> _WHAT THIS TASK INVOLVES_
Without including the images, transcribe each record precisely as it appears below.

** Opening MATERIAL PROVIDED block **

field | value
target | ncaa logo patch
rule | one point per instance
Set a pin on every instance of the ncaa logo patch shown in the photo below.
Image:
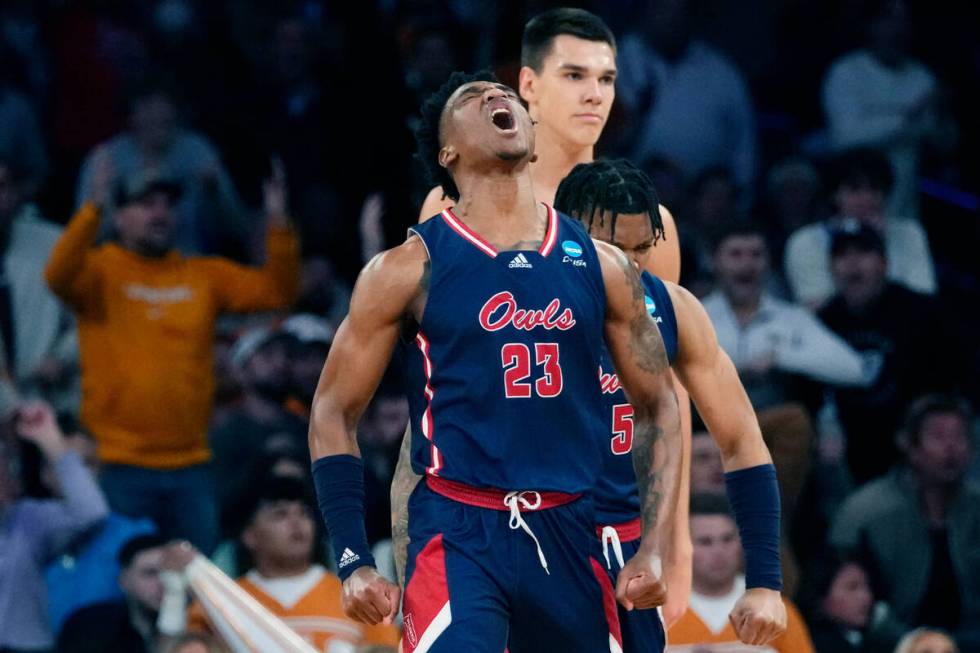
(572, 248)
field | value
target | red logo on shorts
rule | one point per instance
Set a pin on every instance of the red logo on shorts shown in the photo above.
(501, 310)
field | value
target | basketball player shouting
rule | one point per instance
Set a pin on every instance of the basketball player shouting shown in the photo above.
(507, 305)
(567, 79)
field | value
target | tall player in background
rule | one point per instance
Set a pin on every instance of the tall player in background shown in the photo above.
(617, 203)
(567, 79)
(505, 400)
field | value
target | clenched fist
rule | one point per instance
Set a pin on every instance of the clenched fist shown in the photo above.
(371, 598)
(759, 616)
(641, 582)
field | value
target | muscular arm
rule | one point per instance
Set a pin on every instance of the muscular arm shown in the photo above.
(390, 288)
(435, 202)
(709, 375)
(641, 362)
(665, 262)
(402, 486)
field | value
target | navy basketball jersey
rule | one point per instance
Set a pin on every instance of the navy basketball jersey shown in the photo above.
(501, 377)
(616, 498)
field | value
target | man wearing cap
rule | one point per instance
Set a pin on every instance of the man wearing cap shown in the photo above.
(886, 321)
(146, 332)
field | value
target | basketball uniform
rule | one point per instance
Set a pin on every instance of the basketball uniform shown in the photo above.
(616, 498)
(505, 407)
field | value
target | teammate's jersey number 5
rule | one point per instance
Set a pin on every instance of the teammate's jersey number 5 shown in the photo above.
(516, 360)
(622, 442)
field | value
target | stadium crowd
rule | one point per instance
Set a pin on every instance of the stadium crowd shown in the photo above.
(188, 189)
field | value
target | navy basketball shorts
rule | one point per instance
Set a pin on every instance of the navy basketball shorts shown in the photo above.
(490, 572)
(642, 630)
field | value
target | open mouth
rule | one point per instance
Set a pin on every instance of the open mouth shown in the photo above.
(503, 119)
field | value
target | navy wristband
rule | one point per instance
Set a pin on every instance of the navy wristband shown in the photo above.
(339, 482)
(754, 495)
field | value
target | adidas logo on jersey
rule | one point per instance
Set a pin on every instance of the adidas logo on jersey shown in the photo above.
(520, 261)
(347, 558)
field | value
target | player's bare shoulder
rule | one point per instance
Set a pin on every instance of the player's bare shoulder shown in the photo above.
(695, 332)
(666, 260)
(395, 282)
(621, 279)
(435, 203)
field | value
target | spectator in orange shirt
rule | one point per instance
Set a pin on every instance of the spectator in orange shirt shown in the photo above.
(281, 538)
(717, 585)
(146, 318)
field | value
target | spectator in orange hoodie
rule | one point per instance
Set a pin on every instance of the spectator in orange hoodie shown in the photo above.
(146, 318)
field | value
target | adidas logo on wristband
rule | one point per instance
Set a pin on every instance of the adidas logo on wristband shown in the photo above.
(348, 557)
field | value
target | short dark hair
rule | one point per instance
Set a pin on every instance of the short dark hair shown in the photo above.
(910, 431)
(541, 31)
(137, 545)
(613, 185)
(428, 132)
(860, 168)
(736, 228)
(706, 504)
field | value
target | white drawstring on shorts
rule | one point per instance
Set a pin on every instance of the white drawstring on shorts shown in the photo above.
(516, 502)
(611, 536)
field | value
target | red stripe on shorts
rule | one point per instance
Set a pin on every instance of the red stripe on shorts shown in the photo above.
(608, 601)
(426, 608)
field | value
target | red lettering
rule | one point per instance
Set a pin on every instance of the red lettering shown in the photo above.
(524, 319)
(494, 303)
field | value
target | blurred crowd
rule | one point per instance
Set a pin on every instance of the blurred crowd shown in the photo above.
(188, 189)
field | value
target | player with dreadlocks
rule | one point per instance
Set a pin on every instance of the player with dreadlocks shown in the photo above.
(567, 80)
(501, 308)
(618, 204)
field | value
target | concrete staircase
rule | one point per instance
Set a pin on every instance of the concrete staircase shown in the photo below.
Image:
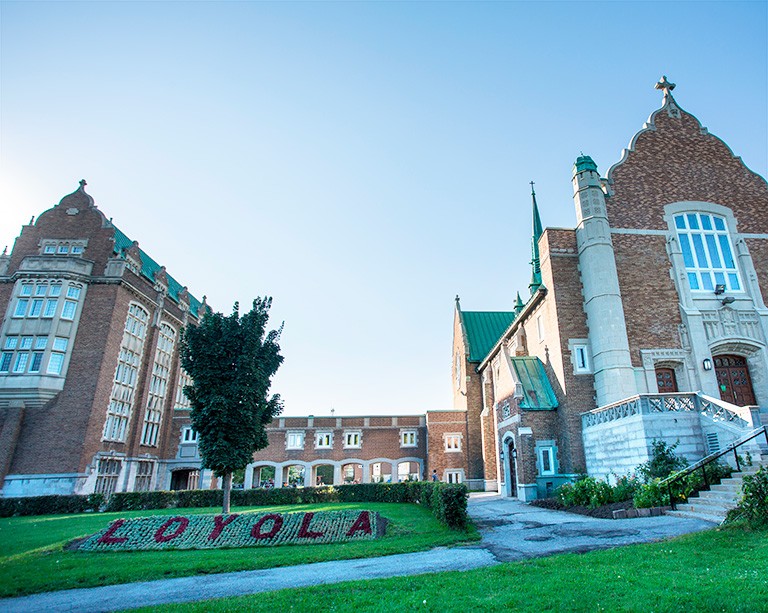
(713, 504)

** Closing MATERIAL PROVIDED block **

> _ANSWER BELOW_
field | value
target | ncaa logo patch
rule | one point per instance
Set a pin on every instance of the ncaa logo patch shown in the photo below.
Image:
(572, 248)
field | value
target | red logo on shorts
rule | one point per instance
Set a pin on every instance of the red logo on shorts shown in the photo above.
(501, 310)
field | value
target | basketball player shouting
rule | one point per instance
Set a pin on every instance of the basketball player shouting shown in the photo above.
(507, 305)
(567, 79)
field | value
target | tall player in background
rule | one point per instance
Set a pin on every instance of the tall player in background shown in the photo above.
(617, 203)
(567, 79)
(505, 400)
field | value
target | clenched fist
rule | one point per instance
Set a pin on every instance of the clenched fist shown in the photo above.
(371, 598)
(759, 616)
(641, 582)
field | value
target | muscular arm
rule | one point per instance
Set a pin on every instance of the muscular arm shown in the photo above.
(390, 288)
(435, 202)
(709, 375)
(641, 362)
(665, 262)
(402, 486)
field | value
target | navy basketball jersey
rule | one point per instance
Set a pin on every instance of the navy basketball jersey shown in the photo above.
(501, 377)
(616, 498)
field | value
target | man wearing cap
rule | one point per instance
Set a pin on every instance of the man wearing cap shown in the photo above.
(886, 321)
(146, 332)
field | value
target | basketball uniform
rule | one point per instance
Set a pin on every instance of the basketball uniform shown in the photo above.
(616, 498)
(505, 407)
field | value
target | teammate's jersey number 5
rule | one point per instance
Set a pin on every instance of the teammate's jersey number 5 shown in the photo above.
(516, 360)
(622, 442)
field | value
target | stadium crowd
rule | one point per instance
Set a pin on every instance of the stadium crowd shown in the photo above.
(188, 189)
field | value
target | navy basketball shorts
rule | one point per instance
Set a pin on every instance of the navy basketball shorts shown in the photo above.
(490, 572)
(642, 630)
field | value
target | open mouth
rule | one point per instance
Set a pin on every instance of the open mouth shown in the photo above.
(503, 119)
field | value
target | navy wristband
rule | one point per instance
Set a pin on every instance of the navy wristband shown in the photo above.
(339, 482)
(754, 495)
field | value
target | adidas logo on jersey
rule | one point per instance
Set a pin on every instance of the adidas logo on jersey shown in the photo above.
(520, 261)
(347, 558)
field | value
target | player's bare shoulder
rule | one point per instance
Set a pin on every instance of the player's bare shoulder shown in the photo above.
(695, 332)
(666, 260)
(395, 282)
(621, 279)
(435, 203)
field | value
target | spectator in orange shirt
rule | one point per instance
Set a pin on every instance of the spectator in orange shirt shown in the photo above.
(281, 538)
(717, 585)
(146, 318)
field | value
target | spectator in orange hoodie
rule | one point per instance
Set a pin on every instance of the spectator in orange hoodie shown in the photo above.
(146, 318)
field | value
target | adidas logo on wristband
rule | one point per instance
Set a pin on every instance of the adidas logo on wristband shown in the photo above.
(348, 557)
field | value
target | short dark hair
rule | one point per instance
Set a pin on every instance of the short dark hair shown in the photo above.
(910, 431)
(541, 31)
(137, 545)
(613, 185)
(428, 132)
(860, 168)
(736, 228)
(706, 504)
field | value
target | white drawstring on shorts
rule | one point per instance
Set a pin on every instance of the white drawstring on shorts shown in the photo above.
(516, 502)
(611, 536)
field | value
target | red stripe on shorts
rule | one point per instance
Set a pin on every instance of the red stripe on shorts shown in the photo above.
(608, 601)
(426, 608)
field | value
target | red lettering
rule | one point per instance
Set a pin on every instance of the red lettering shown in the photo above.
(524, 319)
(494, 303)
field | value
target | blurred crowd
rule | one point per instance
Set a pin on every instance of the blurred crowd shown in the photo above.
(188, 189)
field | value
target | player with dreadlocks
rule | one point per instance
Set a pin on every instance of the player with dreadlocks shown in the photo above.
(567, 80)
(501, 308)
(618, 204)
field | value
target | concrete staircase
rule | one point per instance
Set a pin on every instance of the concrete staircase shown in the photo below.
Image:
(713, 504)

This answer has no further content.